→ Extracted text:
+-------+

Mehmet Orman: Bacterial Persistence: A Metabolically-Stimulated State
Location:131 DeBartolo Hall
Bacterial persisters are rare, phenotypic variants that are temporarily tolerant to high concentrations of antibiotics. Persisters have been hypothesized to underlie the recalcitrance of biofilm infections, and strategies to eliminate these cells have the potential to improve treatment outcomes for the majority of hospital-treated infections. The low abundance, transient nature, and similarities of persisters to other cell-types have hindered progress toward understanding their physiology. In particular, knowledge of persister metabolism remains scarce. We investigated the role of metabolism in persisters arising from stationary phase cultures, which is the stage of growth where persisters are most abundant. Within this nutrient-depleted environment, we discovered that persisters are far less likely to derive from bacteria with low metabolic activity, and found that inhibition of metabolism, but not macromolecular synthesis, during stationary phase reduced persistence drastically. We determined that loss of stationary phase metabolic activity prevented digestion of endogenous proteins and RNA, which yielded bacteria that were more capable of translation, replication, and concomitantly cell death when exposed to antibiotics. Overall, these observations highlight a central role for metabolism in persister formation, and demonstrate its potential to provide anti-persister strategies.

+-------+

[Saved entries]
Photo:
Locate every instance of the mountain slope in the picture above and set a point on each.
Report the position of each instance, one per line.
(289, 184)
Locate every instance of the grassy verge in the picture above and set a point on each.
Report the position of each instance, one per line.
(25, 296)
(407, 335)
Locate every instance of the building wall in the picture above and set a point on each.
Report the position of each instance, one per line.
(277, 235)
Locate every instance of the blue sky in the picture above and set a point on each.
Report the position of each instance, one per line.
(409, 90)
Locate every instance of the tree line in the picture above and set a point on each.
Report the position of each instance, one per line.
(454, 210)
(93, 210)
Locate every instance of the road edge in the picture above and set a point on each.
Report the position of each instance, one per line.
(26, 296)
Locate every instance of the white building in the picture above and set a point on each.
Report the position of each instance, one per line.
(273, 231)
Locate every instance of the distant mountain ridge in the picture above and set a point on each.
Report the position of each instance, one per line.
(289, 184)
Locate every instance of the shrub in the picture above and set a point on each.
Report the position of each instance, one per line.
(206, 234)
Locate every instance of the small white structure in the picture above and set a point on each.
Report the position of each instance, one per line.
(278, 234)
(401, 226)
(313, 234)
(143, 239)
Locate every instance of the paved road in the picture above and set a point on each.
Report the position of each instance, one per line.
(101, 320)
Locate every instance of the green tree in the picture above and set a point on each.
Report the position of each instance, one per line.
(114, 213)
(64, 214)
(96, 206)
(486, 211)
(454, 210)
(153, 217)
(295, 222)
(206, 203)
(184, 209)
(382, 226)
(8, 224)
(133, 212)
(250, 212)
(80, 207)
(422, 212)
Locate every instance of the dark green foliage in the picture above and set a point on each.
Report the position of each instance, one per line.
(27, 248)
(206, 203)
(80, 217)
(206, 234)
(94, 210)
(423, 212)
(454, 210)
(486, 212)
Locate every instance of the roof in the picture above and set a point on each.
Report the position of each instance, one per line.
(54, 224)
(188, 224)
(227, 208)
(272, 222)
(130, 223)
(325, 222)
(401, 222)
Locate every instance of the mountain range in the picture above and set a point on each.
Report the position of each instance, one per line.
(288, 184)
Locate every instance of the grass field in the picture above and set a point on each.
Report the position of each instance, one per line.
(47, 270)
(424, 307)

+-------+

→ Exercises to complete:
a – According to the abstract on bacterial persistence, at which stage of growth are persisters most abundant?
b – State whether each statement agrees with the abstract on bacterial persistence, quoting the deciding words: (i) Persisters are temporarily tolerant to high concentrations of antibiotics. (ii) Inhibiting macromolecular synthesis during stationary phase drastically reduced persistence. (iii) Persisters were more likely to derive from bacteria with low metabolic activity.
c – Continue the abstract on bacterial persistence from its final sentence.

→ Exercise results:
a – Stationary phase.

b –
(i) Yes: "temporarily tolerant to high concentrations of antibiotics."
(ii) No: "inhibition of metabolism, but not macromolecular synthesis, during stationary phase reduced persistence drastically."
(iii) No: "persisters are far less likely to derive from bacteria with low metabolic activity."

c –
Memorial Sloan Kettering Cancer Center
Mehmet obtained his B.S. and M.S. degrees from the Chemical Engineering Department at Middle East Technical University in Ankara, Turkey in 2007, and his Ph.D. in Chemical and Biochemical Engineering from Rutgers University in 2011. Previously, he was a postdoctoral research associate at the Chemical and Biological Engineering Department at Princeton University, until 2015. He then joined the Memorial Sloan Kettering Cancer Center, the world’s leading cancer research center, as a research fellow to gain more insights within the cancer research field. In his research, he utilizes systems biology, metabolic engineering, and molecular genetic tools to understand biological problems that impose a huge burden on the health care system. His diverse research interests include: understanding inflammation induced-hypermetabolic state; characterizing the physiology of reversible drug tolerant phenotypes; and studying DNA repair mechanisms in cancer cells. His pivotal research proposal in persistence has recently received the best possible impact score of 10 from the NIH for the K22 Career Transition Award, which supports tenure-track assistant professors within the first two years of their academic career.